### Excerpted data
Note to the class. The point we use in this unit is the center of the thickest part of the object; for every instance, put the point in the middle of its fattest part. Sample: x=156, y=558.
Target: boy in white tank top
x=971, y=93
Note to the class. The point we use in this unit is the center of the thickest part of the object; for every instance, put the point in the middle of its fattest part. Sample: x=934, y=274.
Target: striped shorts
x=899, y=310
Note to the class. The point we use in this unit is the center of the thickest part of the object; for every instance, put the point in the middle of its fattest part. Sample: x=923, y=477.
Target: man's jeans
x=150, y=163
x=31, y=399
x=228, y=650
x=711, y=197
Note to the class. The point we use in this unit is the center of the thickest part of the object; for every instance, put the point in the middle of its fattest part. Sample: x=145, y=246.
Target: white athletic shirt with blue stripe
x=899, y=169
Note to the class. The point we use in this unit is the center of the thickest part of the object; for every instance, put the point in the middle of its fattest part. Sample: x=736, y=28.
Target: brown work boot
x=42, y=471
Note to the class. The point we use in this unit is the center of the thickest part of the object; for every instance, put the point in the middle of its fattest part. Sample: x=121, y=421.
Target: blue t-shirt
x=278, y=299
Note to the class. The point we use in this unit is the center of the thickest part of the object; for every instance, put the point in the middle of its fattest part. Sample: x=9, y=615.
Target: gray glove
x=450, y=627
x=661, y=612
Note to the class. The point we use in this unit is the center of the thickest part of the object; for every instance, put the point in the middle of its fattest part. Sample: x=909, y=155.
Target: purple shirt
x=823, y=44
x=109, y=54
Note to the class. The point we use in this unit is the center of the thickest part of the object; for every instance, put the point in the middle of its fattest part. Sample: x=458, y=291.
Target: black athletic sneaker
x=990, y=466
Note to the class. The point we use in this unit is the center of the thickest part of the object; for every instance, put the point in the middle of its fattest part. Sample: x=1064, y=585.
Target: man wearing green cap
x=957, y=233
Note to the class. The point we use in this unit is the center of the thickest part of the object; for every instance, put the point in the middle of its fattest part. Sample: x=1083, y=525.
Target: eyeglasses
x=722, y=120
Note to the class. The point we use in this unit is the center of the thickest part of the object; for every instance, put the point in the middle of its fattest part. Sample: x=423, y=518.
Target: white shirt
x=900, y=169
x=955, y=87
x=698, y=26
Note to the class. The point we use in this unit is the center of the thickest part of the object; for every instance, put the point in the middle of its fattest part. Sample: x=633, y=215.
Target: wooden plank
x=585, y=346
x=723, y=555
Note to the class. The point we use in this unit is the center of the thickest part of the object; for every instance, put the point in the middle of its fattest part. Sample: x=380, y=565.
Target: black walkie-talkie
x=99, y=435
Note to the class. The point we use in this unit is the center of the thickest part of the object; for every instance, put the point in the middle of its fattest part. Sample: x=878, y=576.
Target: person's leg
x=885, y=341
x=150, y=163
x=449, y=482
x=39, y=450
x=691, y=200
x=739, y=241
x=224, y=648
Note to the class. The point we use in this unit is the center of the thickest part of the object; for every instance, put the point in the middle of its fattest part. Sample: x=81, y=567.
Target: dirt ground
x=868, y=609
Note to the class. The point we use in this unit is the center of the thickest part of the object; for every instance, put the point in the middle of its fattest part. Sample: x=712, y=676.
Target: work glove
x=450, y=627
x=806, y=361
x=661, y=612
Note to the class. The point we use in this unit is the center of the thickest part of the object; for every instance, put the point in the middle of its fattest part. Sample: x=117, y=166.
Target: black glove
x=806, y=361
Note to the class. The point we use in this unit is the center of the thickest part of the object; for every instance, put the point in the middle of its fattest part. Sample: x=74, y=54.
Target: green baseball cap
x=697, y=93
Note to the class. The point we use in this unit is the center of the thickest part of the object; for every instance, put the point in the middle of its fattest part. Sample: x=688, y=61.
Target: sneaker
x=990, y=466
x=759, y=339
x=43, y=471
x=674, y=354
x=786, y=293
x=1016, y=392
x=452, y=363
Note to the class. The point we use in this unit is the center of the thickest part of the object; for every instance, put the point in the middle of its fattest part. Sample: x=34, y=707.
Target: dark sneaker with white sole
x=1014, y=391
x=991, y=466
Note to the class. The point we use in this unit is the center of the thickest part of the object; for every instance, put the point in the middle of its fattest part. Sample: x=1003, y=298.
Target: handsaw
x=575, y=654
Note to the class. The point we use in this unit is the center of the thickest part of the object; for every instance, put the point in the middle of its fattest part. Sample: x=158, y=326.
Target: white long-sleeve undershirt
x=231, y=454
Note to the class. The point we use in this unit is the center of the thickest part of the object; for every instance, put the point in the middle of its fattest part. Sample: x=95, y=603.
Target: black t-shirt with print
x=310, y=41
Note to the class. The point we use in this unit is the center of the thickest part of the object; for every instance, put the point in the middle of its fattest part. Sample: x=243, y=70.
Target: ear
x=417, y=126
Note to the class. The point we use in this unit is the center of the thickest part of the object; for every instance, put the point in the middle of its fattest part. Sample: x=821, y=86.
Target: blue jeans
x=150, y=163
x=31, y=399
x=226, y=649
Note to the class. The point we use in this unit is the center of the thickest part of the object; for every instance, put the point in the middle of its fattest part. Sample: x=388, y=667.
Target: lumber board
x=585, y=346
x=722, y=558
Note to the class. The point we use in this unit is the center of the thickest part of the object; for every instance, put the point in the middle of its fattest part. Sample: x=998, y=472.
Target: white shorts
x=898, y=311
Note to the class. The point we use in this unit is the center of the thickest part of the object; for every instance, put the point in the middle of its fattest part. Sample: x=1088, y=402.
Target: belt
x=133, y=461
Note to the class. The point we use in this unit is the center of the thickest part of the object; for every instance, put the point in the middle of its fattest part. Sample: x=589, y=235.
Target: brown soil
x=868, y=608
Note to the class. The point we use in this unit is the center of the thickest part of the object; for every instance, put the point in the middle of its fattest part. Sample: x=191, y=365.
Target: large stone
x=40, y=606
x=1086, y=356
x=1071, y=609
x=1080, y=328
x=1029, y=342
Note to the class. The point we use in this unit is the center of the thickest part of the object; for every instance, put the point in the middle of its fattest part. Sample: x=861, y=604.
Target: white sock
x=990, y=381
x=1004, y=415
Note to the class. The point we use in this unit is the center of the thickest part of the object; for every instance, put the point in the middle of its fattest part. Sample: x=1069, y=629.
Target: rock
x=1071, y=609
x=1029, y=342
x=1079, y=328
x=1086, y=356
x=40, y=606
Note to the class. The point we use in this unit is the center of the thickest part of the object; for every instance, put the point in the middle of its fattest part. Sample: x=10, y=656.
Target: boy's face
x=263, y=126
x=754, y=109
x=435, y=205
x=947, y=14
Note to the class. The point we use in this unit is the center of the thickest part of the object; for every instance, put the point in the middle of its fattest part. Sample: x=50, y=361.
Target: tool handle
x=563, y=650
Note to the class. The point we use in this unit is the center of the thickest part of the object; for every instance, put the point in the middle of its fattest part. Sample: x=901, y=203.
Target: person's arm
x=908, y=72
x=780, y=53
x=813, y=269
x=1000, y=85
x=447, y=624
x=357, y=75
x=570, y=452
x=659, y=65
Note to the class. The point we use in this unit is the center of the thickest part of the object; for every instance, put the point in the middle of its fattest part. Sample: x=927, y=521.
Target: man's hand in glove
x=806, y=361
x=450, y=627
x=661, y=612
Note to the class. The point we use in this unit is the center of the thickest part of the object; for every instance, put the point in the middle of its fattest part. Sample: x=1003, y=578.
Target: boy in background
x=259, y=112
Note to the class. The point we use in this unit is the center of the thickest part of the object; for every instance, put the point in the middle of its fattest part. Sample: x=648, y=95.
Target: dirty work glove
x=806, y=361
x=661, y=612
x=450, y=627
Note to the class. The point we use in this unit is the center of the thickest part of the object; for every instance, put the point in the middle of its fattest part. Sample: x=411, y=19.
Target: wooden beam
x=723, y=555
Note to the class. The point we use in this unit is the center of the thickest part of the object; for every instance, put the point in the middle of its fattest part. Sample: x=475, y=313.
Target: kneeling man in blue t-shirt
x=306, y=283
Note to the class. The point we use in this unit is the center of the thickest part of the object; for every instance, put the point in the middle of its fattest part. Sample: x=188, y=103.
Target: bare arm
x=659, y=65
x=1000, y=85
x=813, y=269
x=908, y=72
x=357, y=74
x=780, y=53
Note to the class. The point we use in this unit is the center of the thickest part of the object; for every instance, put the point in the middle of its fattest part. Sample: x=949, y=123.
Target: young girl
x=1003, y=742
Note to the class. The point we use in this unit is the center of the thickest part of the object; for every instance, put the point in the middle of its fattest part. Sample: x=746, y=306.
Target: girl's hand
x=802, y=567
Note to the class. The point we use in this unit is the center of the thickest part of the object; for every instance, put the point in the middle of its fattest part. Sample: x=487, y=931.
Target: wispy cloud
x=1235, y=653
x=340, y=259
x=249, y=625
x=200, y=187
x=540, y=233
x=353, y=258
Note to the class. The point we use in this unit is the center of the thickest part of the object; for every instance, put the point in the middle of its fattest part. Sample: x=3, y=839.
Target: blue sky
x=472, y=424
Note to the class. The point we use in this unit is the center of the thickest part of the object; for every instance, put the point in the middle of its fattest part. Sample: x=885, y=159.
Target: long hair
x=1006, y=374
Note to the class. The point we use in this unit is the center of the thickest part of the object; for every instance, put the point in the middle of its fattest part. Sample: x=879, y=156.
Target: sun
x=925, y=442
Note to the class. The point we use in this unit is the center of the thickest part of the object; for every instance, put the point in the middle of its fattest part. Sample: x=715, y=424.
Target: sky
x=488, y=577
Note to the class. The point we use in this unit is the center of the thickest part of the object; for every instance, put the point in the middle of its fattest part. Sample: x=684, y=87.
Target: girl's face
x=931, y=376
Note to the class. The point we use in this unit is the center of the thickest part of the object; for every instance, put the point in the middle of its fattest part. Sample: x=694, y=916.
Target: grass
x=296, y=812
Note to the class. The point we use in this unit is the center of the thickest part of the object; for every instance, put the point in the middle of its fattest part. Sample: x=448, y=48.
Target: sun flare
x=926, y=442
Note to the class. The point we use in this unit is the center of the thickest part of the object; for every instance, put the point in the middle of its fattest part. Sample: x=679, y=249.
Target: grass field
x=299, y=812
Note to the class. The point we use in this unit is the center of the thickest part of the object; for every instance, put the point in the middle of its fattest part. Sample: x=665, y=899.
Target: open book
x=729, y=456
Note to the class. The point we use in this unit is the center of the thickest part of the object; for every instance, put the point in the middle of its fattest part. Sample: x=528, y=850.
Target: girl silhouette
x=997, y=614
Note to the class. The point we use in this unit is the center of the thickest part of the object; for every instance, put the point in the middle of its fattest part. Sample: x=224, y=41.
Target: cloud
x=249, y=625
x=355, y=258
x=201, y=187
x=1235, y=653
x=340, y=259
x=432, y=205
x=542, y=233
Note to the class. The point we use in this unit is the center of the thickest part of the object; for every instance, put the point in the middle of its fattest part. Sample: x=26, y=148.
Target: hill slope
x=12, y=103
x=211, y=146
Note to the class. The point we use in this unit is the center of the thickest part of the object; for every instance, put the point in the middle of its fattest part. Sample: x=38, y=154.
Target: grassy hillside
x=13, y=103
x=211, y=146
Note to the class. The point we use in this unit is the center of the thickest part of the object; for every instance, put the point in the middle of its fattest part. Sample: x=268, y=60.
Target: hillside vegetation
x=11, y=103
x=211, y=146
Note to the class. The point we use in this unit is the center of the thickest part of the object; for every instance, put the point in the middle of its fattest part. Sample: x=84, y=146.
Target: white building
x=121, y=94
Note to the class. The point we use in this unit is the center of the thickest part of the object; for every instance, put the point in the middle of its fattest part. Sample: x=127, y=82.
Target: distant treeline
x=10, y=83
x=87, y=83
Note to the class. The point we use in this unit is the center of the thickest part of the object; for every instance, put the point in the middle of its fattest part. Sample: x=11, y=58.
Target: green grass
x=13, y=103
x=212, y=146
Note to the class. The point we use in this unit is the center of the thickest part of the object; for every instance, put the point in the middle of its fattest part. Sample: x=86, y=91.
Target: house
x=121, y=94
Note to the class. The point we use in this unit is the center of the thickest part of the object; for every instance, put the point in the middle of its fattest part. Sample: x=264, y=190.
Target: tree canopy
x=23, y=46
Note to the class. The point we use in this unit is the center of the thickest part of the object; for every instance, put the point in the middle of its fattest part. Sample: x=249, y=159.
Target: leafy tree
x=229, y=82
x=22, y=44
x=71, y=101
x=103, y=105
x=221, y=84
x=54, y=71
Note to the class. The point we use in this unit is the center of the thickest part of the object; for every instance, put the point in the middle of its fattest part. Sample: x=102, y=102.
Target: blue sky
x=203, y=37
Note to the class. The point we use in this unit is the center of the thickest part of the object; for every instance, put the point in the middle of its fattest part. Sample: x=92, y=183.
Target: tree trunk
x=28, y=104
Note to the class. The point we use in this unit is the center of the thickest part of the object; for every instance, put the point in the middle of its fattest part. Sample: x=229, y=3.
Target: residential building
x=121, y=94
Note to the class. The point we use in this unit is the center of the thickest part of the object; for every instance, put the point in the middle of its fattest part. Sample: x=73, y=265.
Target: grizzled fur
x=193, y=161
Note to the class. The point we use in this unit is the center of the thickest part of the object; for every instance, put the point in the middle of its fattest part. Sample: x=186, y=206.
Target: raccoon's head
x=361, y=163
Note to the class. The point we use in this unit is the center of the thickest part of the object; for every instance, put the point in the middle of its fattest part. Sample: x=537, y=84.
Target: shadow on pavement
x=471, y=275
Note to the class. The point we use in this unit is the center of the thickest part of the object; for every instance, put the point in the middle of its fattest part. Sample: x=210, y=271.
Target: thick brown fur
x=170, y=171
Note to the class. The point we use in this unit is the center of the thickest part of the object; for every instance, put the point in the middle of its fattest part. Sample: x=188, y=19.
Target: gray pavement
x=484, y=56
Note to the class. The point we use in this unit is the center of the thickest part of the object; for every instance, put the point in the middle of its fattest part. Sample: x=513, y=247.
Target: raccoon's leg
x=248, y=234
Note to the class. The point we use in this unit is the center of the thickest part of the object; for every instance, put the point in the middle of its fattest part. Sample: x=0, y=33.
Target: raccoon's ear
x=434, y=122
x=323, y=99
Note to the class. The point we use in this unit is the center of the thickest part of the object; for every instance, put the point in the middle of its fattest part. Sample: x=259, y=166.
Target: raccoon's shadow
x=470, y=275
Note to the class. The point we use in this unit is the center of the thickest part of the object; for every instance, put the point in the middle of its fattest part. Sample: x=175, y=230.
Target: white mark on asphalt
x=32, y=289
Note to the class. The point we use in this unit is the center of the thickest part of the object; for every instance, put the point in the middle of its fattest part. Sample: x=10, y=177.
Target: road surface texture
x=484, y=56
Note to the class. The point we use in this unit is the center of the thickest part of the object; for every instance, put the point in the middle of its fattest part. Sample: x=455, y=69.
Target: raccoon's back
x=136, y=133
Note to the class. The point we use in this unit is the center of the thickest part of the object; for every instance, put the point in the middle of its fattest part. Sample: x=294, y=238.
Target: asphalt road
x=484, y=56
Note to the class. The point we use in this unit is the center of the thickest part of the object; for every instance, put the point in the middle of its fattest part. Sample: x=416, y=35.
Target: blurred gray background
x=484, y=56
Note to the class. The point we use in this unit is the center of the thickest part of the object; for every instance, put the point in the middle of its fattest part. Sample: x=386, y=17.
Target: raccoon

### Task instructions
Please copy the stretch of items from the line containing "Sample: x=188, y=19." through the line containing "x=323, y=99", keeping each line unchanged.

### The response
Note to the class. The point we use in this unit is the center of the thickest part of the object; for every instance, put the point in the middle of its fattest part. Sample: x=188, y=19.
Target: gray pavement
x=484, y=56
Note to the class. The point we use in this unit is the center of the thickest part of the object; for every instance, put the point in the middle of its fattest part. Sample: x=513, y=247.
Target: raccoon's leg
x=248, y=234
Note to the class. The point we use in this unit is the center of the thickest part of the object; for every instance, put the point in the middle of its fattest part. Sample: x=0, y=33.
Target: raccoon's ear
x=434, y=122
x=323, y=99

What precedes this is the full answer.